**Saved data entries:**
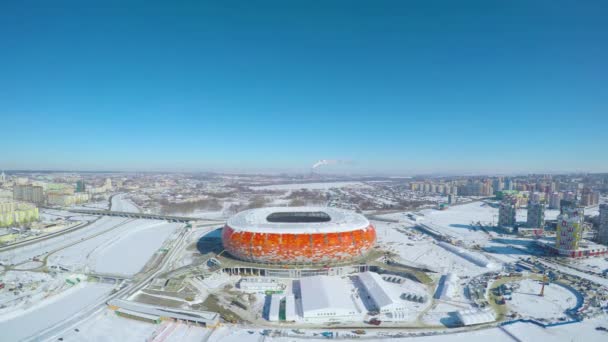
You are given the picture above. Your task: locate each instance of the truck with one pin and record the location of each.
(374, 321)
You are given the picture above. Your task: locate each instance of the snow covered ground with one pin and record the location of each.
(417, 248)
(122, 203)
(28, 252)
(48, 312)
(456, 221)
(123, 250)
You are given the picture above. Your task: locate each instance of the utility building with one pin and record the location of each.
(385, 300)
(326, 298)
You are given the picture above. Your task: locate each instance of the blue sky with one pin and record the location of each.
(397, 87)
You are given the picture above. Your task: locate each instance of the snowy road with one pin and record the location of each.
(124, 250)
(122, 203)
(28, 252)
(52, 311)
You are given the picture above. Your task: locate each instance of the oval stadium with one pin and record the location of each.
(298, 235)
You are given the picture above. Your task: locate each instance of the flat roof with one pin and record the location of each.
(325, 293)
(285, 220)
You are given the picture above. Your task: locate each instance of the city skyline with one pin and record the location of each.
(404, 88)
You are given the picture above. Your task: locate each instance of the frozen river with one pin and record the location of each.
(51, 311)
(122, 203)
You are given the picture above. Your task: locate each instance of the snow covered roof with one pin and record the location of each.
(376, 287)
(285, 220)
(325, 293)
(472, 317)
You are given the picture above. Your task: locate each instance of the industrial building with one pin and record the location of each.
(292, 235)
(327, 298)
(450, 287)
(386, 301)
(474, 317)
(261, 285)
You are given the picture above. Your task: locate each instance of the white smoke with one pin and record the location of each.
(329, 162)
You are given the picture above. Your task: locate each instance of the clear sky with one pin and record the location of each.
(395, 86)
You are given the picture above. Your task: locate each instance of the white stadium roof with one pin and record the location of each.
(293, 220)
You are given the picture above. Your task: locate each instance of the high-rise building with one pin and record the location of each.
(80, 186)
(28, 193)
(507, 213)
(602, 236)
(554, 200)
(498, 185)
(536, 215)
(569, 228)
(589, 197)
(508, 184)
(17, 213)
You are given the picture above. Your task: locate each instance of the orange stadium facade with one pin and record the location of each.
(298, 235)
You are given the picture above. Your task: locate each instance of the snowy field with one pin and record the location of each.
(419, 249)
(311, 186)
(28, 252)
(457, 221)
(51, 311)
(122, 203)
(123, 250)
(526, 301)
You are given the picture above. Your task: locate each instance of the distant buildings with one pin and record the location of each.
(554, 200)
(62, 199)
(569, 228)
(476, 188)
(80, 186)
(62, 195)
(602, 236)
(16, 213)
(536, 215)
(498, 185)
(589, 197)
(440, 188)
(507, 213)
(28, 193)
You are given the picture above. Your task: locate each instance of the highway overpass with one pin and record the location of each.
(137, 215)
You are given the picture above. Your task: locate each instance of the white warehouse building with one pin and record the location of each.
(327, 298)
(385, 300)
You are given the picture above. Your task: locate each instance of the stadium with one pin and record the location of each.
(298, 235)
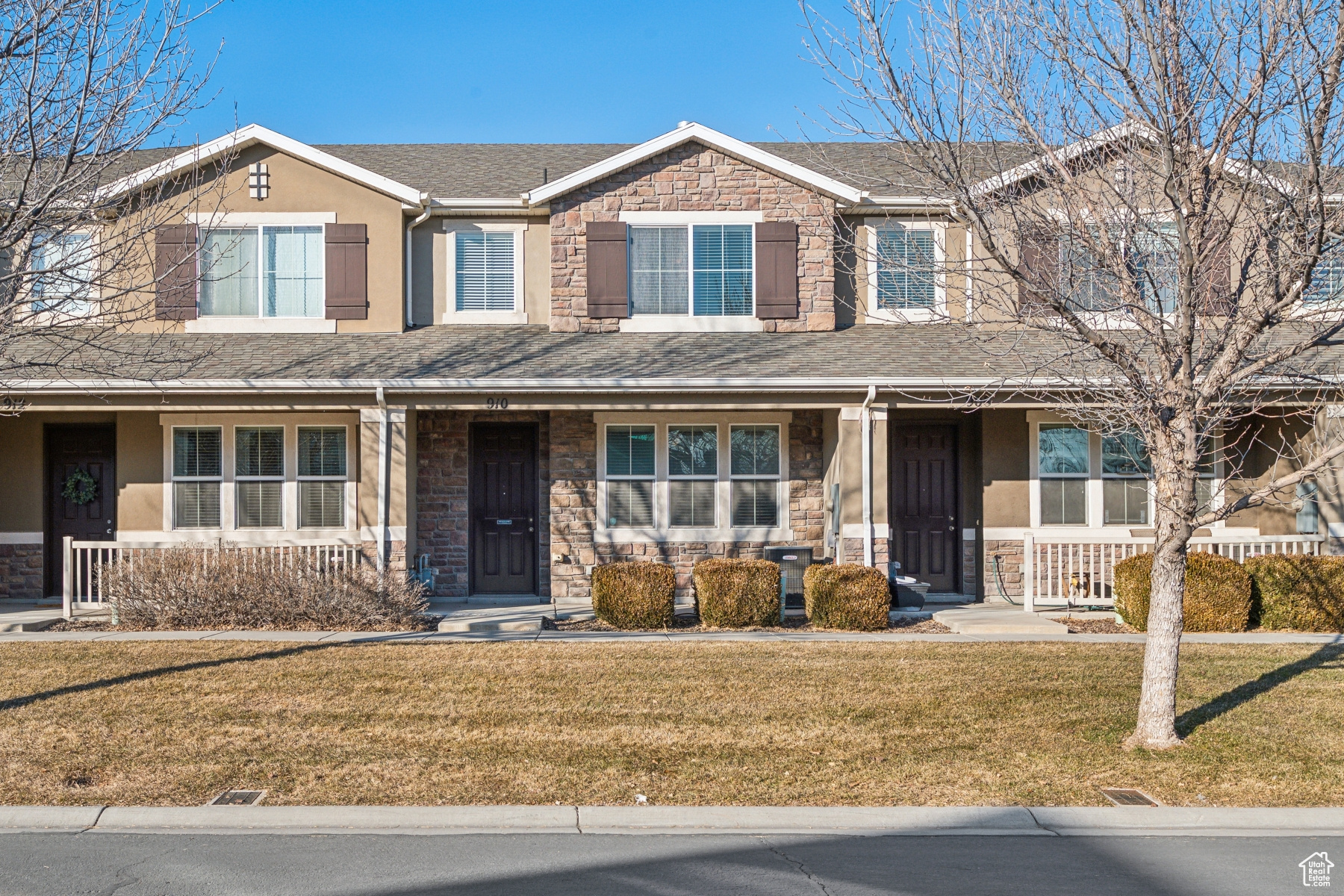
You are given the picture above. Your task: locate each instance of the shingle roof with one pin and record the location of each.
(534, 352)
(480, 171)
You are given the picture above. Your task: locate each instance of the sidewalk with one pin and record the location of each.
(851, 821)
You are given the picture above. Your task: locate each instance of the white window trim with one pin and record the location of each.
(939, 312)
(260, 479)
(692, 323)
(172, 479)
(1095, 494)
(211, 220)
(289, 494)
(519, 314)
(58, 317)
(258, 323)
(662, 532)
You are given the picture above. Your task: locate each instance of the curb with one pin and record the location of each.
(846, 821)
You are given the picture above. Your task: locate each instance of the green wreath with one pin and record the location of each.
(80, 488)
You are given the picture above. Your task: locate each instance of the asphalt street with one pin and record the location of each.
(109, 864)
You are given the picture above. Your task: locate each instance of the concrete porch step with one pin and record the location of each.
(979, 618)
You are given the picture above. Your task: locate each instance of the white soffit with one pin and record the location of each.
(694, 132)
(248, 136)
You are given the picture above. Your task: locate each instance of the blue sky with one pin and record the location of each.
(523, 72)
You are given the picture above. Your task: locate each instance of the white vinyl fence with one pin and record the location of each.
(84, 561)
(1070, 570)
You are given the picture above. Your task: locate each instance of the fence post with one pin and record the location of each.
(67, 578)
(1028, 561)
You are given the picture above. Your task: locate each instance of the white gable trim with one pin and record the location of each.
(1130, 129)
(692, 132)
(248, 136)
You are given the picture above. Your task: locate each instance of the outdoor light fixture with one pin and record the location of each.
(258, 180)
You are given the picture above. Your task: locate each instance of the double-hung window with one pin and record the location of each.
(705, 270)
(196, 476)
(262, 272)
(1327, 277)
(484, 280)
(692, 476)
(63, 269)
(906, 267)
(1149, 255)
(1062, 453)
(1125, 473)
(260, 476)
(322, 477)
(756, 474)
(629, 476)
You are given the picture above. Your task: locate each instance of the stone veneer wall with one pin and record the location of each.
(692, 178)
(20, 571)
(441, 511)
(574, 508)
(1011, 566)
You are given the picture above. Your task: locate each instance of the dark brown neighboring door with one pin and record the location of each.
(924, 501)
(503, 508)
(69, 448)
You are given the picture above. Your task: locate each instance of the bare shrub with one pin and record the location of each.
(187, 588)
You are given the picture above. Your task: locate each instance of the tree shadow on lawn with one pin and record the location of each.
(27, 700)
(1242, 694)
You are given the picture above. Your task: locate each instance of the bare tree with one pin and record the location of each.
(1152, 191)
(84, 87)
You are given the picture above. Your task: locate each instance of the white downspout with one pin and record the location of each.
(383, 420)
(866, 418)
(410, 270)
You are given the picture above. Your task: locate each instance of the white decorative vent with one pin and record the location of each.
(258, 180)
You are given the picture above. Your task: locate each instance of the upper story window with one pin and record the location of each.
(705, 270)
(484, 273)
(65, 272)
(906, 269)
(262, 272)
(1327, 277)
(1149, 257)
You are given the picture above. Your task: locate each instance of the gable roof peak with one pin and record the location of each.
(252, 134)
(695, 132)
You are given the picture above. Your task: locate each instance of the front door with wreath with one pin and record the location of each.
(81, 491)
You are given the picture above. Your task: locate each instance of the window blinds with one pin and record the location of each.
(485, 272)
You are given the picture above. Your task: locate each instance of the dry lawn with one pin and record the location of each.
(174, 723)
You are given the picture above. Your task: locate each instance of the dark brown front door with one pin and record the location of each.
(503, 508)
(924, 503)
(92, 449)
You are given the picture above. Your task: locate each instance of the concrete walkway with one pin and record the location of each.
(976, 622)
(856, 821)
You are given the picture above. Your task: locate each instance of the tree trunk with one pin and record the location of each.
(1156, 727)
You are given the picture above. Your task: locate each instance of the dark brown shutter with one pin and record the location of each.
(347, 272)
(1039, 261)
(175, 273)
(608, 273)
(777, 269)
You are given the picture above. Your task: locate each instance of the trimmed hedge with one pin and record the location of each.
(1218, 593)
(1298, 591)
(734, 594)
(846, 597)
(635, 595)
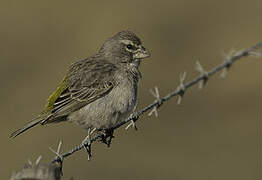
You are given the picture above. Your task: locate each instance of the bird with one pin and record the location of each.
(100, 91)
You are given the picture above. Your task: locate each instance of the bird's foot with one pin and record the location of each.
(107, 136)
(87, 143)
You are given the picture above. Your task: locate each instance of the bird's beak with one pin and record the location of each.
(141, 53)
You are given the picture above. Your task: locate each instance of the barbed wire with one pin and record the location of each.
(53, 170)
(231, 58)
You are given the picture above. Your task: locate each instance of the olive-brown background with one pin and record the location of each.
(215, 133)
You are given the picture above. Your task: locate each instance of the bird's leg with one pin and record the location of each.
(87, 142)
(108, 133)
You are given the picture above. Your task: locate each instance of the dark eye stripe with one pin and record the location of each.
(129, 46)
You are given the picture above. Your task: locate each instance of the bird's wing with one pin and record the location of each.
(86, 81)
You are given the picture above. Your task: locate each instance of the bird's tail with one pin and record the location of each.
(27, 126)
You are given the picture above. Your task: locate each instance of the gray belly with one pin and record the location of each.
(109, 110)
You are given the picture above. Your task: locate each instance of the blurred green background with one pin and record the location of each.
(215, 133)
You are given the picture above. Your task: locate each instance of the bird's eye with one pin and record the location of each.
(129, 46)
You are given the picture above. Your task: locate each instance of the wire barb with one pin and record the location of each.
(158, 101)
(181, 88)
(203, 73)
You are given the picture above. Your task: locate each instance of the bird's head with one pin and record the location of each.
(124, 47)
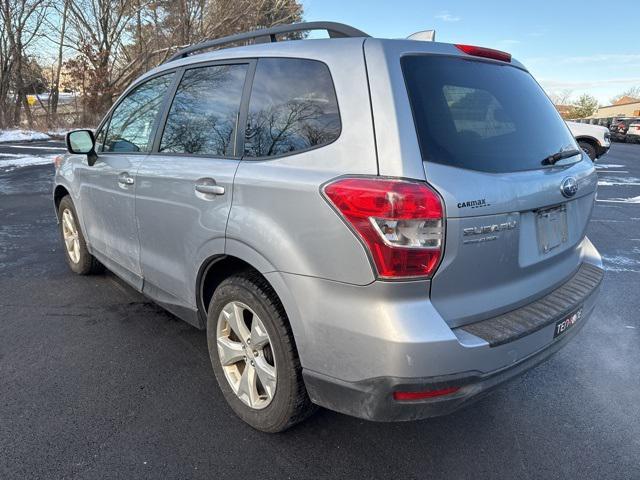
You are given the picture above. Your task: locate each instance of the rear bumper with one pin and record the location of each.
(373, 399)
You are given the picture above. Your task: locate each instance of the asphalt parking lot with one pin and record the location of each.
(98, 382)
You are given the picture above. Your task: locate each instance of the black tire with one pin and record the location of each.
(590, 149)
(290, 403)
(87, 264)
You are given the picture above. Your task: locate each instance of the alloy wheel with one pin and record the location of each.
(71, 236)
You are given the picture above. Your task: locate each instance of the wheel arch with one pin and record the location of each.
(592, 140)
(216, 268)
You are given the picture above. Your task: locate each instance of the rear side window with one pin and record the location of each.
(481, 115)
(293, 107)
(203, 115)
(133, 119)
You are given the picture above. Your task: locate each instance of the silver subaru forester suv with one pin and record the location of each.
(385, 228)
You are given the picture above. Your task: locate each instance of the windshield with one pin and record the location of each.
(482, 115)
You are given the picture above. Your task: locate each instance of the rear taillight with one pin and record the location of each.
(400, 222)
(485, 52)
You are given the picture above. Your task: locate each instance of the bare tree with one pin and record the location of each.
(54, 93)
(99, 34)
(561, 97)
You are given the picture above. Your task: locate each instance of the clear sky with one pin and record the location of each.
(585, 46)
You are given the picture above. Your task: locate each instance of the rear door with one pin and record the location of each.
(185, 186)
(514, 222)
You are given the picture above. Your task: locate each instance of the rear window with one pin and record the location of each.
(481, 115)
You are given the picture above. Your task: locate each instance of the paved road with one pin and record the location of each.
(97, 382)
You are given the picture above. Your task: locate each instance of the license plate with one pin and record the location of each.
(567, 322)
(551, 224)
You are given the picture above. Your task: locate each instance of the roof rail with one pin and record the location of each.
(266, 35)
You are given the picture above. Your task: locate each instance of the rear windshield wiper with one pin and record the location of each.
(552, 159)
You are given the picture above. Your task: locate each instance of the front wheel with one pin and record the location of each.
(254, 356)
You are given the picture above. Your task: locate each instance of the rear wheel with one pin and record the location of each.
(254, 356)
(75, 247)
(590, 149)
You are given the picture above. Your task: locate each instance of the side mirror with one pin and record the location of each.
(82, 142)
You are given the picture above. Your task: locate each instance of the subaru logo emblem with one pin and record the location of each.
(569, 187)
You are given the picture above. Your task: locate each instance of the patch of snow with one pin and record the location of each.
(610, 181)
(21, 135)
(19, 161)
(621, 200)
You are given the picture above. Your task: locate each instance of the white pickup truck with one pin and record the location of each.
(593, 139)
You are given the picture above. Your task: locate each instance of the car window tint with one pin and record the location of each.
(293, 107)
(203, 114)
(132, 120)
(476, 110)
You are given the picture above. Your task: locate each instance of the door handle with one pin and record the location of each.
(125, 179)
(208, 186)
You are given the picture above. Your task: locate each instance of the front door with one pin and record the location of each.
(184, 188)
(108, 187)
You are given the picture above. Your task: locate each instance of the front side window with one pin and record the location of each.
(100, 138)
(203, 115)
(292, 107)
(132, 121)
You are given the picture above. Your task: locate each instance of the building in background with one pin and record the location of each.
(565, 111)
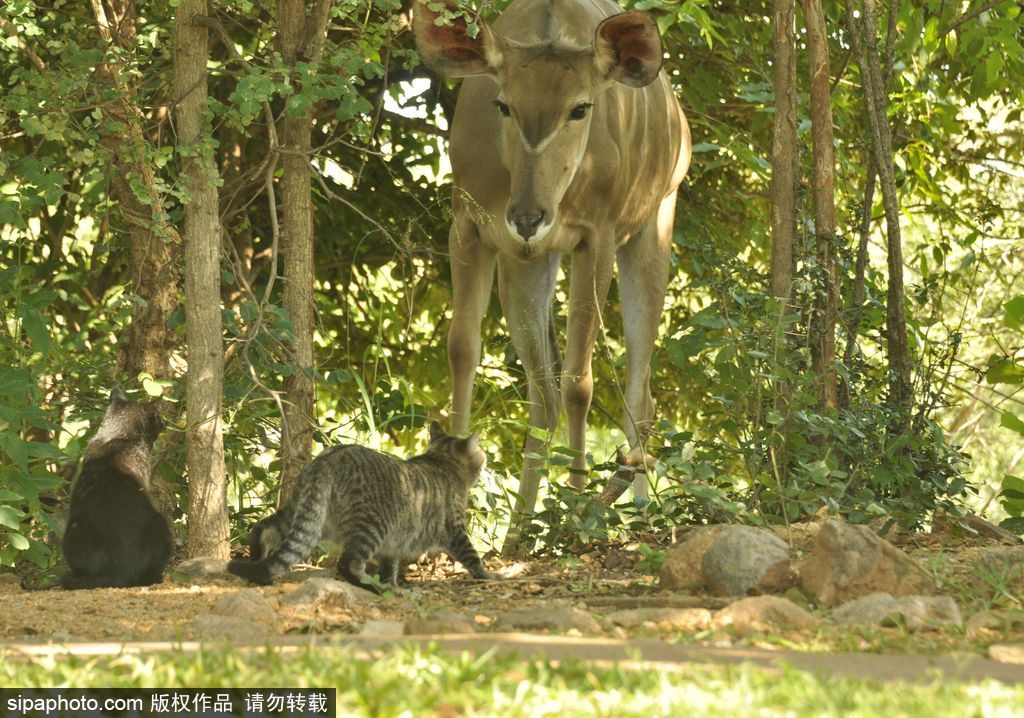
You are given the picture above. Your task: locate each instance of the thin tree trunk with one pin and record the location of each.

**Task instructions:** Retype the part of the records above that opens with the line containing "the dry lawn" and closes with the line containing "(1156, 727)", including both of those lines and leaving every line unchanged.

**Exercise response:**
You are given the picture above. Your task: locate each instance of the dry lawn with one pin and record the location of each.
(174, 723)
You are given the picture above. Your task: locate each instance of the dark brown front door with one pin and record the location of each.
(503, 508)
(924, 503)
(92, 449)
You are given the picture above. Your task: locate each instance of the concrete walkway with one pin and record the location of each.
(976, 622)
(856, 821)
You are given the picture above. Your task: locate each instance of the tree trunk with one pin and record the location of each.
(1156, 727)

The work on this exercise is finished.